• [Data provided]
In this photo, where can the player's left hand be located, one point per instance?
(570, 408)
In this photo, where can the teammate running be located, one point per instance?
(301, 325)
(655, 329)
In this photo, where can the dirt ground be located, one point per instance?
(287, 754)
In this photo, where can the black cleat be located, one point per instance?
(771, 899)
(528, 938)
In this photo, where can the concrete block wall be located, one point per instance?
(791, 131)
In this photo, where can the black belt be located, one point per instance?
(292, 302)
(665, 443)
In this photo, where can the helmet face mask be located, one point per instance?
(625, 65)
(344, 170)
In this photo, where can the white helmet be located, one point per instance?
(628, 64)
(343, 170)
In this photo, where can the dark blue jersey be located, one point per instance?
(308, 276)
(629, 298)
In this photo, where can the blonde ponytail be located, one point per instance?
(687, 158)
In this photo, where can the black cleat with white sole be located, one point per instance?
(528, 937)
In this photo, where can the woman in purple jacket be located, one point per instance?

• [Exercise brief] Reproduce every one of the lines above word for word and in the same order.

• [Solution]
In this photo, where can the player's left hand be located, one point per instance?
(570, 408)
In this photo, where can the teammate running be located, one point per instance?
(301, 325)
(655, 329)
In this photo, where can the dirt ground be located, one point per instance?
(287, 754)
In this photo, where can the black cleat be located, one point per instance?
(771, 899)
(528, 938)
In this photo, where can the concrete block wall be located, one point per instance?
(791, 131)
In this photo, where can the black belt be located, one point per instance?
(292, 302)
(665, 443)
In this photo, where can the helmet face mask be located, one point per instance?
(625, 65)
(344, 170)
In this photo, where can the white helmet be located, one point per instance?
(628, 64)
(343, 170)
In this photo, where can the dark blue jersey be located, one point per instance?
(308, 276)
(629, 298)
In this photo, where can the blonde ponytail be located, one point per instance?
(687, 158)
In this photo, where can the black cleat with white sole be located, one point per instance?
(528, 937)
In this photo, where can the woman in purple jacket be located, one point per instance?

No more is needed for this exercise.